▶ _DATA EXTRACT_:
———

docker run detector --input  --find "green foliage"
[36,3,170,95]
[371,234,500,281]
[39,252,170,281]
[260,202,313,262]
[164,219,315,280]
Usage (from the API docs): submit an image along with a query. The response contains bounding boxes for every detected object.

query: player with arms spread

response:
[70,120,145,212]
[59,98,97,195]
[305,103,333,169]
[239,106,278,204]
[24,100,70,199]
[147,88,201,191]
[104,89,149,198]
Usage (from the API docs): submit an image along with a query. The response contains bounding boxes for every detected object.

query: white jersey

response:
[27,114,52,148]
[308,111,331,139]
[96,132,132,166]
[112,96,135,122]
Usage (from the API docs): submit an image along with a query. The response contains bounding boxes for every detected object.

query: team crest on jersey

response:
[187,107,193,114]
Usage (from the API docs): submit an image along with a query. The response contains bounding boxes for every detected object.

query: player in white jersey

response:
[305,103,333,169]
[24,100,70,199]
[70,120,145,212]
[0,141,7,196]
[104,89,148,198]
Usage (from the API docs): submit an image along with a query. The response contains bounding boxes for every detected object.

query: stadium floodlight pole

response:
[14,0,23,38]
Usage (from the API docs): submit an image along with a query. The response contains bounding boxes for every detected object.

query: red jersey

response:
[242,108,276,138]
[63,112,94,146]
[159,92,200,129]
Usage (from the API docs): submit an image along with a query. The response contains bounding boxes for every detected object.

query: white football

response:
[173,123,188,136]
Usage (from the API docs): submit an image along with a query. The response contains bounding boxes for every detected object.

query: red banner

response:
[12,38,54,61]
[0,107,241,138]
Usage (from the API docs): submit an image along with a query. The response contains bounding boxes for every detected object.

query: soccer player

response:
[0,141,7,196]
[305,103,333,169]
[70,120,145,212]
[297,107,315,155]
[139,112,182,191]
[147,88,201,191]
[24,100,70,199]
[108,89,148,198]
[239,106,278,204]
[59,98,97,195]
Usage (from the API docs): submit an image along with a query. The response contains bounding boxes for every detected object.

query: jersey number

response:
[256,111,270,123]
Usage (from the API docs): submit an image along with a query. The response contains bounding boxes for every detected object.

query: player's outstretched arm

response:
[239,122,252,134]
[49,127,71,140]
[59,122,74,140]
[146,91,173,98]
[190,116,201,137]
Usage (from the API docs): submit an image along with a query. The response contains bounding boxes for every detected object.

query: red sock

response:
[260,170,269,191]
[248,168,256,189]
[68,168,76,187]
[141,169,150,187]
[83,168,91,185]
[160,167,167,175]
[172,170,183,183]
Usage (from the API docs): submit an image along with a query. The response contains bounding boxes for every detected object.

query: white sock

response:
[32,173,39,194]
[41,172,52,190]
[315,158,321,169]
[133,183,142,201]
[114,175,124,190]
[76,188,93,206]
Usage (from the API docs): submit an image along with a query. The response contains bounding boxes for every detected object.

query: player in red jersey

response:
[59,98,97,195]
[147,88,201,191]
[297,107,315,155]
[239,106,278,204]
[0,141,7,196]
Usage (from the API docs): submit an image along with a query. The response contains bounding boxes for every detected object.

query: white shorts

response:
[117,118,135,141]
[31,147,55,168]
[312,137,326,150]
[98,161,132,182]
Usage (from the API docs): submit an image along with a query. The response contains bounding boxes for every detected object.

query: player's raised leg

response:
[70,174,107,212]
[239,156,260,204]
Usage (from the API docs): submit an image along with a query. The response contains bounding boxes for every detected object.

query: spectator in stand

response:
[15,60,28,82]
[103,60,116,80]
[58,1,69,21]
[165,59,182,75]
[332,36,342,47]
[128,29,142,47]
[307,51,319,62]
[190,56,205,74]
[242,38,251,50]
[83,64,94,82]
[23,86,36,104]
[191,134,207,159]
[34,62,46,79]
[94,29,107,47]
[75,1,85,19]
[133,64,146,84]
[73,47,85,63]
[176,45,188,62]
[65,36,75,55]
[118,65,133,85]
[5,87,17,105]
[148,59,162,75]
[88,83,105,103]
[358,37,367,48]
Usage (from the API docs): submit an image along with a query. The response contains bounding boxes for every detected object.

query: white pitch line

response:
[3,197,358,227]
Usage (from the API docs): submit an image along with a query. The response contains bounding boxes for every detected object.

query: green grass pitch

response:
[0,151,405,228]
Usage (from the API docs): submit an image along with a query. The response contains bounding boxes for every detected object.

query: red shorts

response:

———

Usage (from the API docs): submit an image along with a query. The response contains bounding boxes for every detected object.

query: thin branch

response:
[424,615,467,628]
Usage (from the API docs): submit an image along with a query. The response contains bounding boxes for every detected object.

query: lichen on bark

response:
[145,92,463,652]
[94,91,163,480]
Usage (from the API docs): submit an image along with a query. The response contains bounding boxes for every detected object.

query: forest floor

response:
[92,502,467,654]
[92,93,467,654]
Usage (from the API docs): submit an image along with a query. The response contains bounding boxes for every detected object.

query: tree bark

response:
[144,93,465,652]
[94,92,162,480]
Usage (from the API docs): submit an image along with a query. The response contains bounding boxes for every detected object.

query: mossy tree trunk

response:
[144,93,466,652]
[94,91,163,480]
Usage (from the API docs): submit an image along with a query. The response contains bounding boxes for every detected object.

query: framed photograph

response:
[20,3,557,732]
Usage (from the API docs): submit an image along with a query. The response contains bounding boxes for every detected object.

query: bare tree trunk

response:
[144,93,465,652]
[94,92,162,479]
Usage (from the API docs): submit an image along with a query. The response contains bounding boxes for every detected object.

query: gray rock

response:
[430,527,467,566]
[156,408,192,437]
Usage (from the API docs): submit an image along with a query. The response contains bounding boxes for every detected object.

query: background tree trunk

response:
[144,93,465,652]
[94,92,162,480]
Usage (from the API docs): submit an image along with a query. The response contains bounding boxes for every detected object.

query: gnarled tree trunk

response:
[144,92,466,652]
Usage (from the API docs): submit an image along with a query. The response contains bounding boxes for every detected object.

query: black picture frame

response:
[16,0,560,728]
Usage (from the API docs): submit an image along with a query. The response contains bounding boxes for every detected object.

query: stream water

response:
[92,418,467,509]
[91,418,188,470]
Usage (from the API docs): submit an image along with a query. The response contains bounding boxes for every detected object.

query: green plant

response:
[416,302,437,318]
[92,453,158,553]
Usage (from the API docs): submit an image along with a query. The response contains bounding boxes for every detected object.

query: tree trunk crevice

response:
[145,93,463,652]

———

▶ _TASK STATEMENT_: Set down everything from the line containing "docker run detector" down to the line containing "[0,107,241,138]", both lines included, reproducing the records character for character.

▶ _COMPLETE OUTPUT_:
docker run detector --input  --find "green foliage"
[36,3,170,95]
[371,234,500,281]
[39,252,170,281]
[260,202,313,262]
[164,219,315,280]
Usage (from the API docs): submit an image along with a query. The response contains bounding boxes for every detected object.

query: player with arms spread

response:
[70,120,145,212]
[59,98,97,195]
[305,103,333,169]
[239,106,278,204]
[24,100,70,199]
[147,88,201,191]
[104,89,149,198]
Usage (from the API docs): submit an image along with a query. The response contains bounding boxes for every detected object.

query: white jersey

response:
[27,114,52,148]
[308,111,331,139]
[96,132,132,166]
[112,96,135,122]
Usage (from the API docs): submit an image along with a query. The response contains bounding boxes for every detected object.

query: team crest on jersey

response:
[187,107,193,114]
Usage (from the API docs): submit an image along with a query. The response contains bounding boxes for every detected object.

query: player in white jersey

response:
[305,103,333,169]
[24,100,70,199]
[70,120,145,212]
[0,141,7,196]
[104,89,148,198]
Usage (from the API docs): submit an image along with a query. The response contains bounding boxes for every detected object.

query: stadium floodlight pole

response:
[14,0,23,38]
Usage (from the API docs): submit an image along with a query. The response contains bounding boxes for every detected object.

query: red jersey

response:
[242,108,276,138]
[63,112,94,146]
[159,92,200,129]
Usage (from the API docs): submit an image along with a query. The response contains bounding boxes for every detected object.

query: white football

response:
[173,123,188,136]
Usage (from the API docs): submit an image along with a query. The response contains bounding boxes for every detected object.

query: red banner

response:
[12,38,54,61]
[0,107,241,138]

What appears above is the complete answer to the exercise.